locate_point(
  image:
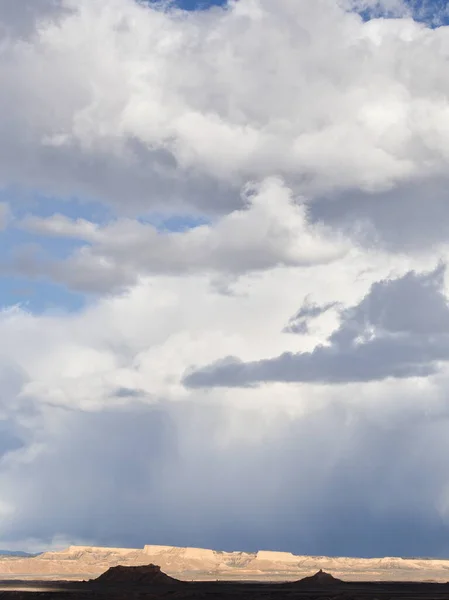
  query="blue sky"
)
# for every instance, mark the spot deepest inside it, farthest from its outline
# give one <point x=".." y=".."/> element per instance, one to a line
<point x="44" y="295"/>
<point x="255" y="209"/>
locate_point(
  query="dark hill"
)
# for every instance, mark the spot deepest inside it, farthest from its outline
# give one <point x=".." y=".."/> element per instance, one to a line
<point x="320" y="579"/>
<point x="144" y="575"/>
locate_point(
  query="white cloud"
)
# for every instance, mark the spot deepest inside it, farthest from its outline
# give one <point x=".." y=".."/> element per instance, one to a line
<point x="271" y="230"/>
<point x="298" y="89"/>
<point x="344" y="125"/>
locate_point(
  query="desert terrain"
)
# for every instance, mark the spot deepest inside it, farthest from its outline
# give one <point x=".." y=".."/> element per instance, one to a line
<point x="149" y="582"/>
<point x="78" y="563"/>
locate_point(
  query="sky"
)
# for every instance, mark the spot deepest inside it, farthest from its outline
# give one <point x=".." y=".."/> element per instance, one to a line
<point x="224" y="275"/>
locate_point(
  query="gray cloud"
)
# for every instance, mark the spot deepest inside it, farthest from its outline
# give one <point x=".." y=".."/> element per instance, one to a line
<point x="314" y="484"/>
<point x="400" y="329"/>
<point x="299" y="323"/>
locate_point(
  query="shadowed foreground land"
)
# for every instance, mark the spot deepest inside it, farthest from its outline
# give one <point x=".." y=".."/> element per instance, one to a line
<point x="121" y="583"/>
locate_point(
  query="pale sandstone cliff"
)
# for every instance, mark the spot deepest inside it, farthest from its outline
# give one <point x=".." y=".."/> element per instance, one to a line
<point x="85" y="562"/>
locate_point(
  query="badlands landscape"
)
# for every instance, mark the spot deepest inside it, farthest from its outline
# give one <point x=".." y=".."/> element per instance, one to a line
<point x="78" y="563"/>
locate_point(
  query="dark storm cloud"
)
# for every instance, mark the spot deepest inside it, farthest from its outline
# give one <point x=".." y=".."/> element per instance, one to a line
<point x="411" y="217"/>
<point x="336" y="481"/>
<point x="400" y="329"/>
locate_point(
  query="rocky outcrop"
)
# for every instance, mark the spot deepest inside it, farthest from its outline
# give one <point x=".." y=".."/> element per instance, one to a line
<point x="145" y="575"/>
<point x="86" y="562"/>
<point x="320" y="579"/>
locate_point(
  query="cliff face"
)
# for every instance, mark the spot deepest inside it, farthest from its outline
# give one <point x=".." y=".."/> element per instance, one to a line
<point x="85" y="562"/>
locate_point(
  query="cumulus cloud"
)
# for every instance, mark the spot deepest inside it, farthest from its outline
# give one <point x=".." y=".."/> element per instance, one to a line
<point x="399" y="329"/>
<point x="108" y="416"/>
<point x="289" y="96"/>
<point x="271" y="230"/>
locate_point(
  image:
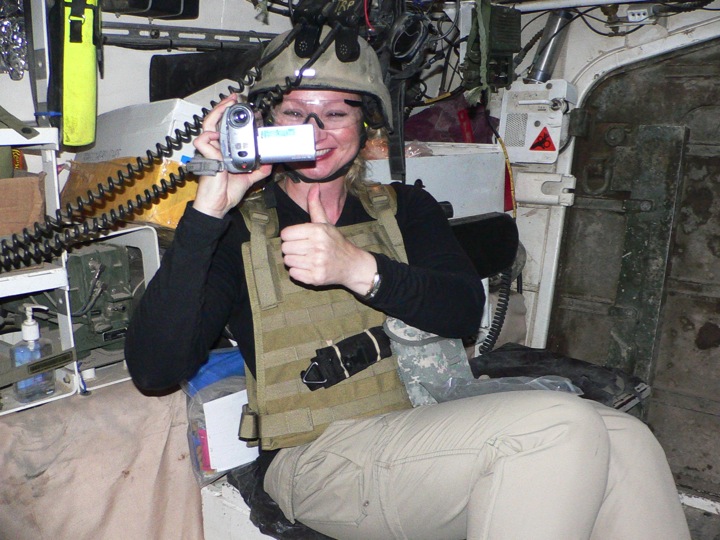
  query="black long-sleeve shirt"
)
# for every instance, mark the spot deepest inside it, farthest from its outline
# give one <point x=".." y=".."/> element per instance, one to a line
<point x="200" y="286"/>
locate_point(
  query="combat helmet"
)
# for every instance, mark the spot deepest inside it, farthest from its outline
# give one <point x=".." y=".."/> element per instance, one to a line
<point x="362" y="76"/>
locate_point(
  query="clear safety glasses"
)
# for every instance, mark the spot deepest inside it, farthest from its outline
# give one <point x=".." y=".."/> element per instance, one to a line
<point x="328" y="114"/>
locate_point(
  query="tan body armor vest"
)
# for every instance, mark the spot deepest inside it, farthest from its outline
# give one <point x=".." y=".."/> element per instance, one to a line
<point x="292" y="322"/>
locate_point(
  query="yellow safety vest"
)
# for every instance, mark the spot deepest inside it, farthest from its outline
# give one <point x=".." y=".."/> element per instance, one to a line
<point x="79" y="72"/>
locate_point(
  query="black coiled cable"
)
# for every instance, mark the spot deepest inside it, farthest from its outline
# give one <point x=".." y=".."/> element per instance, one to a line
<point x="49" y="238"/>
<point x="500" y="311"/>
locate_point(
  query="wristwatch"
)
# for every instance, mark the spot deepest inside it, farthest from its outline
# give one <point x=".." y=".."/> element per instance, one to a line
<point x="374" y="288"/>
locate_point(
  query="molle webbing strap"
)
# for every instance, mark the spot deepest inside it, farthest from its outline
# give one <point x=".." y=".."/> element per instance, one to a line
<point x="380" y="203"/>
<point x="263" y="224"/>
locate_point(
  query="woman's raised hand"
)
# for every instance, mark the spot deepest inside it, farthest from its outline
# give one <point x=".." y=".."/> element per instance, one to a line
<point x="218" y="194"/>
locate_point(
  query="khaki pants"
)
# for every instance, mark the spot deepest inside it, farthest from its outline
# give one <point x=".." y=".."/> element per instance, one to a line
<point x="531" y="465"/>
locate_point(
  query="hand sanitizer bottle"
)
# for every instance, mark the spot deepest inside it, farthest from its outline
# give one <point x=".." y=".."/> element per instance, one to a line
<point x="32" y="347"/>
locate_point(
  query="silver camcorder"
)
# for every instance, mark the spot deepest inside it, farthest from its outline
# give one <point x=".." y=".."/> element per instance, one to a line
<point x="245" y="146"/>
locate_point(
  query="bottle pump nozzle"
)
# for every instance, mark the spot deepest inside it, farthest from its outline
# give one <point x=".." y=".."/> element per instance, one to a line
<point x="30" y="327"/>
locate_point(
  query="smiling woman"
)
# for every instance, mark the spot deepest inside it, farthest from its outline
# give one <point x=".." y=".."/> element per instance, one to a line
<point x="337" y="118"/>
<point x="309" y="265"/>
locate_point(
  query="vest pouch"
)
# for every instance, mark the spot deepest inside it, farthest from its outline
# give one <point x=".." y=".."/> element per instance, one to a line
<point x="425" y="358"/>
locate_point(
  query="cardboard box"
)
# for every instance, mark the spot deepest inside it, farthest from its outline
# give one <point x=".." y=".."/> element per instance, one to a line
<point x="469" y="176"/>
<point x="22" y="203"/>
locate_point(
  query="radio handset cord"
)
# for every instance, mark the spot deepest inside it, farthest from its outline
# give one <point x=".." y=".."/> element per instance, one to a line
<point x="49" y="238"/>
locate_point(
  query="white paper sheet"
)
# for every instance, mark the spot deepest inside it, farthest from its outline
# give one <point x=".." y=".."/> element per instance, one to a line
<point x="222" y="420"/>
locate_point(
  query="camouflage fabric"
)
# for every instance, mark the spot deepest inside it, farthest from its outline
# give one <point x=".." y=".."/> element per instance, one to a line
<point x="425" y="358"/>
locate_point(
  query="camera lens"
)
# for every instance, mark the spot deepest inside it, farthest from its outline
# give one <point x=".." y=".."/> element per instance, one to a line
<point x="239" y="116"/>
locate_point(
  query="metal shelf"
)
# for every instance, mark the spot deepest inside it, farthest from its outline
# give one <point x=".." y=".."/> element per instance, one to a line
<point x="46" y="277"/>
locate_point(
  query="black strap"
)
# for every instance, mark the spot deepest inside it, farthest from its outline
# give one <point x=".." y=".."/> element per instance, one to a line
<point x="338" y="362"/>
<point x="77" y="19"/>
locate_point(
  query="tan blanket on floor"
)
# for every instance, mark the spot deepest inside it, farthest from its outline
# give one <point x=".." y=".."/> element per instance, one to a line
<point x="112" y="465"/>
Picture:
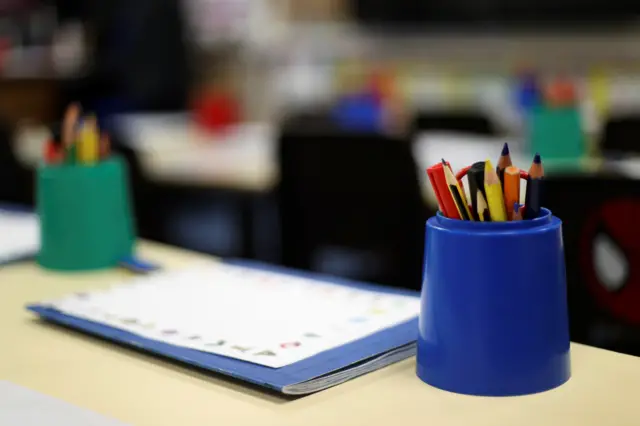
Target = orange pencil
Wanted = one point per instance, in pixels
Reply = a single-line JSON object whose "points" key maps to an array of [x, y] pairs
{"points": [[105, 146], [69, 125], [503, 162], [511, 188]]}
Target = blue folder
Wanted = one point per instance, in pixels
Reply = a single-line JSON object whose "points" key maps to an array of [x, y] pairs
{"points": [[310, 375]]}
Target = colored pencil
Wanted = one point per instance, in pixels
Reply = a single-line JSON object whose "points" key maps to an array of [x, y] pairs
{"points": [[517, 212], [105, 147], [456, 193], [483, 208], [493, 189], [69, 134], [439, 182], [534, 189], [503, 162], [475, 177], [69, 125], [511, 188], [88, 148]]}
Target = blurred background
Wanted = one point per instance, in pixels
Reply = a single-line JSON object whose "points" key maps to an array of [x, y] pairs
{"points": [[298, 132]]}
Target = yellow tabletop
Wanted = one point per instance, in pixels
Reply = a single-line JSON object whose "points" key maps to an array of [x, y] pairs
{"points": [[140, 389]]}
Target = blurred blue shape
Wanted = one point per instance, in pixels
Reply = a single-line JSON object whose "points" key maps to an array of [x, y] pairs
{"points": [[359, 112]]}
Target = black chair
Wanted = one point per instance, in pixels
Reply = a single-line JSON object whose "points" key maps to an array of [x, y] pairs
{"points": [[621, 135], [16, 180], [459, 121], [351, 206], [600, 233]]}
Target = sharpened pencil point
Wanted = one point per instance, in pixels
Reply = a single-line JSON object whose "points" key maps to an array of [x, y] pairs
{"points": [[536, 159]]}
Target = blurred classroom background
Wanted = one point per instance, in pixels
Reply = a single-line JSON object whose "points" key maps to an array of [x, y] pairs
{"points": [[298, 132]]}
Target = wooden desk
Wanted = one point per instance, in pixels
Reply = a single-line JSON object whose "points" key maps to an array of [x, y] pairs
{"points": [[142, 390], [28, 99]]}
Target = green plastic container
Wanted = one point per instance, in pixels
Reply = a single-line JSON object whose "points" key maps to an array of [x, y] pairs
{"points": [[85, 215], [556, 133]]}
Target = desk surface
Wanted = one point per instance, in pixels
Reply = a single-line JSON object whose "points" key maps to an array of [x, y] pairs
{"points": [[142, 390]]}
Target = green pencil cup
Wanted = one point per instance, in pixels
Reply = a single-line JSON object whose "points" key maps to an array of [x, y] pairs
{"points": [[85, 215], [556, 133]]}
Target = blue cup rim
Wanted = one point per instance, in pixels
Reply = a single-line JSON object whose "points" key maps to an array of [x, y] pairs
{"points": [[543, 219]]}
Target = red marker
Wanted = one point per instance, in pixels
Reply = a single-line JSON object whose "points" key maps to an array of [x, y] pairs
{"points": [[439, 183]]}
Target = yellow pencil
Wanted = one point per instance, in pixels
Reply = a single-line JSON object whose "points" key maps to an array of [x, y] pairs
{"points": [[88, 145], [493, 189]]}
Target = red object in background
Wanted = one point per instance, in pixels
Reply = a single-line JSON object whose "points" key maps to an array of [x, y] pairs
{"points": [[5, 47], [53, 153], [215, 112], [609, 255], [561, 92]]}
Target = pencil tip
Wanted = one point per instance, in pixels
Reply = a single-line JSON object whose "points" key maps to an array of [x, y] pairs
{"points": [[488, 165], [536, 159]]}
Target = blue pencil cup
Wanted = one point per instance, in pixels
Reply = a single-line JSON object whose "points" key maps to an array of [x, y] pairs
{"points": [[494, 318]]}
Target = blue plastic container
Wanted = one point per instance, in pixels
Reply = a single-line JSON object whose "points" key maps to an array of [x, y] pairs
{"points": [[494, 318]]}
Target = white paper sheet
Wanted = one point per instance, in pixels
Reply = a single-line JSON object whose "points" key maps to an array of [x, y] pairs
{"points": [[23, 407], [261, 317], [20, 235]]}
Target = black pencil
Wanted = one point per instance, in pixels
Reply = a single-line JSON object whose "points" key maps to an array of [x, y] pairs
{"points": [[475, 177], [483, 209], [534, 189]]}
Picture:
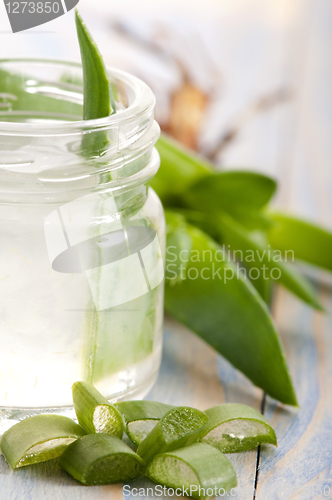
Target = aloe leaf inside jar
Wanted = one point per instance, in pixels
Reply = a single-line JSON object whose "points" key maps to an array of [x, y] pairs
{"points": [[58, 324]]}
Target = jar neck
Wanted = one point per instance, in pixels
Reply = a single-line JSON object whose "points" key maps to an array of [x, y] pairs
{"points": [[44, 160]]}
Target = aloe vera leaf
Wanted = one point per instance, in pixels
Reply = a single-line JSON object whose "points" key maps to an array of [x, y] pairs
{"points": [[179, 427], [235, 427], [229, 315], [309, 242], [209, 224], [97, 92], [101, 459], [199, 469], [39, 438], [141, 417], [94, 412], [97, 102], [240, 239], [178, 169], [234, 188]]}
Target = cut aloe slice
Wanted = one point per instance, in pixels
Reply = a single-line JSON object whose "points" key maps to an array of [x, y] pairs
{"points": [[236, 427], [37, 439], [179, 427], [101, 459], [199, 470], [94, 412], [141, 417]]}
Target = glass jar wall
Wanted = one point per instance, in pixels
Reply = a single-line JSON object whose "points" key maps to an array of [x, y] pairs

Exercise:
Whichever lines of the records above hold the word "safety" should all be copied out.

Answer for this exercise:
  query="clear safety glasses"
  query="yellow safety vest"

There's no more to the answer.